** Opening DATA FOR PROCESSING block **
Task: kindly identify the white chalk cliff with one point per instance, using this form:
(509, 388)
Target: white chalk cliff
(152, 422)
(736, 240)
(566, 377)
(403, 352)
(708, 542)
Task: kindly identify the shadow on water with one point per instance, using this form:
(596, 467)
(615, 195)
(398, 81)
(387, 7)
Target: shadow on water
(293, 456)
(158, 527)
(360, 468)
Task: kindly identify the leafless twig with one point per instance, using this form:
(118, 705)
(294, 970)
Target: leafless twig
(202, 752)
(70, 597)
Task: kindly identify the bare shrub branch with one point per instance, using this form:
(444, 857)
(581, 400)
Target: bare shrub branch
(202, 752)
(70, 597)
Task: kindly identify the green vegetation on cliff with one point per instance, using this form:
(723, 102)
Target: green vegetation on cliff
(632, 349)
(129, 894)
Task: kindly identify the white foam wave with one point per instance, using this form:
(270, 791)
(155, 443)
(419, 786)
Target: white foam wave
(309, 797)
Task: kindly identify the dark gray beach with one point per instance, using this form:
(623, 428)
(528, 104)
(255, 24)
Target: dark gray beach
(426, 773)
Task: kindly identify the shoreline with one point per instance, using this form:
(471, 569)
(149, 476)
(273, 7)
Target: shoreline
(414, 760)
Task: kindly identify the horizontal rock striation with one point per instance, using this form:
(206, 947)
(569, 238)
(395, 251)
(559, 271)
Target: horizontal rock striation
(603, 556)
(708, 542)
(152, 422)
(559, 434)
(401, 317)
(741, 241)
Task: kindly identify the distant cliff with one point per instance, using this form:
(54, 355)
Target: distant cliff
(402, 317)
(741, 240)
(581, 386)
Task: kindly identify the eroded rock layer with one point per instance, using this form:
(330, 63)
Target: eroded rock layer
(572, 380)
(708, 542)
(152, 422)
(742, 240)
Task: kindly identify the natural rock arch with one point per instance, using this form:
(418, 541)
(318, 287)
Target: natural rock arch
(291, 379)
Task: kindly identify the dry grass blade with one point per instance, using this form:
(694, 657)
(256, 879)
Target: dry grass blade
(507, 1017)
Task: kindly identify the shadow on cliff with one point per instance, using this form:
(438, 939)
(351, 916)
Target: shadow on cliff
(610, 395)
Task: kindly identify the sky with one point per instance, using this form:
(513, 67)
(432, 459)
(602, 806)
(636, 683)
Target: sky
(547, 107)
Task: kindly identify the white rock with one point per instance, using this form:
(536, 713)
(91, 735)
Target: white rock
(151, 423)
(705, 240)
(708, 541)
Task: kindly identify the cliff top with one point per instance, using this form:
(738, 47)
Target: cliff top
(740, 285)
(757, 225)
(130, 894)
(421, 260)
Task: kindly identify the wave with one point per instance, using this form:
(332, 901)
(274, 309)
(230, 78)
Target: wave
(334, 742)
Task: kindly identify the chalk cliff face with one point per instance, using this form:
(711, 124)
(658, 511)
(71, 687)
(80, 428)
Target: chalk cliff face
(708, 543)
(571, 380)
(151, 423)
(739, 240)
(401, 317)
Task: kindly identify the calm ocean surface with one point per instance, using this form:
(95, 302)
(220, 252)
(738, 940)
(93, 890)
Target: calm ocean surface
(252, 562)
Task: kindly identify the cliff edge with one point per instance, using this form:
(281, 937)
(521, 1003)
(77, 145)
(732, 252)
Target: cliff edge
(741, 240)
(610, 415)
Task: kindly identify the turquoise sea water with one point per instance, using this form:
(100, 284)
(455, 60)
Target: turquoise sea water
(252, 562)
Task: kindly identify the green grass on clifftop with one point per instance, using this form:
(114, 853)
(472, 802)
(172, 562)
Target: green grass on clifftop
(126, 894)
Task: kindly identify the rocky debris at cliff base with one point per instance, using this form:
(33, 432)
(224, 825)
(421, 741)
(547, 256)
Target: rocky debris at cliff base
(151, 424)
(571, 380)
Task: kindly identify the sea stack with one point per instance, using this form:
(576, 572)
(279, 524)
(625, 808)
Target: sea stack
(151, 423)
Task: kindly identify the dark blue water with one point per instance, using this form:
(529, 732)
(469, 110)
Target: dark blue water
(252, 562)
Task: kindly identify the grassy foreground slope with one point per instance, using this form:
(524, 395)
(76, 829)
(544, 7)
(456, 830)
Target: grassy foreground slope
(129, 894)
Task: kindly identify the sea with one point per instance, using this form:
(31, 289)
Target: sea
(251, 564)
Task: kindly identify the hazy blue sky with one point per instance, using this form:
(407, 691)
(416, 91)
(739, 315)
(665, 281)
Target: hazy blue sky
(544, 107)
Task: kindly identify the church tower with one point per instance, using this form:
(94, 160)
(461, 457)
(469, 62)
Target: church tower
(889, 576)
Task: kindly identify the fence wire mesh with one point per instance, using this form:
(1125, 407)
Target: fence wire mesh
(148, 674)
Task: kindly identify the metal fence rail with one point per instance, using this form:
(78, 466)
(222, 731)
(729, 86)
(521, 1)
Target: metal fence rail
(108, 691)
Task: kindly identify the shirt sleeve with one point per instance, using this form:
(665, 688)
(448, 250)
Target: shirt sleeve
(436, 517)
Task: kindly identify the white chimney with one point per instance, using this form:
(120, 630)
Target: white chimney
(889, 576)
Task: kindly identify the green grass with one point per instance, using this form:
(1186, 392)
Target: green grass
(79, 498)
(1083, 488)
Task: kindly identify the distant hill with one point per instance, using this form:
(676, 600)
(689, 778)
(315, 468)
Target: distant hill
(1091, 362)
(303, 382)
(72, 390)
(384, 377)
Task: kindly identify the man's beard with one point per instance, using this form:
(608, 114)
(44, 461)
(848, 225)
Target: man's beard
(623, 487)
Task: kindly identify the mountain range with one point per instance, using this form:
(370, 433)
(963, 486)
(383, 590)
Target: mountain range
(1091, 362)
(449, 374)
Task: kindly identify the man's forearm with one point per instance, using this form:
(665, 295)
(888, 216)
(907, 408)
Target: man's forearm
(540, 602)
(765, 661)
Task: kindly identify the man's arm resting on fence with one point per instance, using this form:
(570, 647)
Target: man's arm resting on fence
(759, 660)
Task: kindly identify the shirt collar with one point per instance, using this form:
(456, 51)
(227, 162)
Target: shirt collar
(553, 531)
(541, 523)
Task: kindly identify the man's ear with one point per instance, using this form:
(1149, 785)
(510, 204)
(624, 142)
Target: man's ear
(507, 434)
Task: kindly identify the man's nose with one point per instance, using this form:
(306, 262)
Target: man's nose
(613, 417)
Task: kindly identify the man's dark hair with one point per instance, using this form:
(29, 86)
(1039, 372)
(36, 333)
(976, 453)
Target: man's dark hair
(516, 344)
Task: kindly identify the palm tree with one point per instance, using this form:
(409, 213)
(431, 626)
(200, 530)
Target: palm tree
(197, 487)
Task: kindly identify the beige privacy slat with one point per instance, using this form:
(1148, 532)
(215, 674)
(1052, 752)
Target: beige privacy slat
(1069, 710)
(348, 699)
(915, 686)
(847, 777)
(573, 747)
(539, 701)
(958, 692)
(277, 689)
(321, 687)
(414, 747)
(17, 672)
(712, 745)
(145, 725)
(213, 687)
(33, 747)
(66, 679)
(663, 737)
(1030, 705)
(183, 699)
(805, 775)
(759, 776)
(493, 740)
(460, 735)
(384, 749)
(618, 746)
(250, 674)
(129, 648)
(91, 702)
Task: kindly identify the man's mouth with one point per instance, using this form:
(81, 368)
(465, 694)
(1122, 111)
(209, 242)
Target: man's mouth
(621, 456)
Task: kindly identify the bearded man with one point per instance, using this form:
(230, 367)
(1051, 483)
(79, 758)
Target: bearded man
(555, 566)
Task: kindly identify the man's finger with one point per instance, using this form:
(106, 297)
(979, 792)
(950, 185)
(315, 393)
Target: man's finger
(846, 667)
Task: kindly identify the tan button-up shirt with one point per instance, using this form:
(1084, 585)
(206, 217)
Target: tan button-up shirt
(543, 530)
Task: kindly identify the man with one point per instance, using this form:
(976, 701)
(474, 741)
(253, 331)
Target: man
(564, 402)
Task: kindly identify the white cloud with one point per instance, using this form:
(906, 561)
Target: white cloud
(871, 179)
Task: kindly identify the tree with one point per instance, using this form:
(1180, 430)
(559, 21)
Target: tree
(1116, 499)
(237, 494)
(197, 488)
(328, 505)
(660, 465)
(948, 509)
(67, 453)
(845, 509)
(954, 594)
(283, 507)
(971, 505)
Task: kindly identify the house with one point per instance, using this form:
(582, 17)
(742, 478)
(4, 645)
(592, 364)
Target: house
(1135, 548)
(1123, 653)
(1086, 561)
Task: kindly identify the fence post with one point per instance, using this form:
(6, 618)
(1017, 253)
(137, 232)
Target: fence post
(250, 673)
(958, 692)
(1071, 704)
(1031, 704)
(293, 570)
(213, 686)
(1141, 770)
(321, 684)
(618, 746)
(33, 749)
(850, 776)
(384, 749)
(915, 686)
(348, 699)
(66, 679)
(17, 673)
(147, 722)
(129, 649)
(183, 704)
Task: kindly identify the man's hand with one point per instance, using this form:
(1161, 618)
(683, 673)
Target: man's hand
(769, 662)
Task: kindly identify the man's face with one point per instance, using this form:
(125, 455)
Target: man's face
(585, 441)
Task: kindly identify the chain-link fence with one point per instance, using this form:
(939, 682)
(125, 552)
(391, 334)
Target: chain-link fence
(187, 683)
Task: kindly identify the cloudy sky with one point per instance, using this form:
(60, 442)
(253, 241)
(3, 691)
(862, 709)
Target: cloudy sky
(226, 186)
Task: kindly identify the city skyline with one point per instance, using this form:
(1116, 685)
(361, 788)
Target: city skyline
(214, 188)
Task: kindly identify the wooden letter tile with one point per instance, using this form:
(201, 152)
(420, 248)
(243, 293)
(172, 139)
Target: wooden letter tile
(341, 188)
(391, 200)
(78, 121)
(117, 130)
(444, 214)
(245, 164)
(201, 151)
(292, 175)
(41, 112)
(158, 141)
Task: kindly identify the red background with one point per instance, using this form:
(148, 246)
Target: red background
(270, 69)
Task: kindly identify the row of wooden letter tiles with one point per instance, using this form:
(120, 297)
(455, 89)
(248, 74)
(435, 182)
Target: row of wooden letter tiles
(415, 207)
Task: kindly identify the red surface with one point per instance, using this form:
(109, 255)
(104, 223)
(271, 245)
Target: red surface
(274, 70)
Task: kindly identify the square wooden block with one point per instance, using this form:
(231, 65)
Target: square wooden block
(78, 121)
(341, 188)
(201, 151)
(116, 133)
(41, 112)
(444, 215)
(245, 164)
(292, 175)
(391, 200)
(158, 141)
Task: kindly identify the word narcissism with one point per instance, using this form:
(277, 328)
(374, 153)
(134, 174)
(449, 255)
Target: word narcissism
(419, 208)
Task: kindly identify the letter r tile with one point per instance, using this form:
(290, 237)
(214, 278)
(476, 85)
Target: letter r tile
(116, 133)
** Closing DATA FOR PROCESSING block **
Give back the records above exactly, limited to the lines between the one holding "Task: kindly identify the man's dark" and the one holding "(1052, 752)", inclusive.

**EXERCISE SOLUTION**
Task: kindly identify the man's dark hair with one point per instance, using this form:
(29, 86)
(1039, 372)
(36, 333)
(976, 453)
Target: man's dark hair
(516, 344)
Task: kindly identify the palm tree with one point per instance, using this form:
(409, 213)
(431, 626)
(200, 530)
Target: palm tree
(197, 487)
Task: kindly identify the beige privacy slat with one point per instance, using this form:
(1148, 532)
(215, 674)
(1052, 752)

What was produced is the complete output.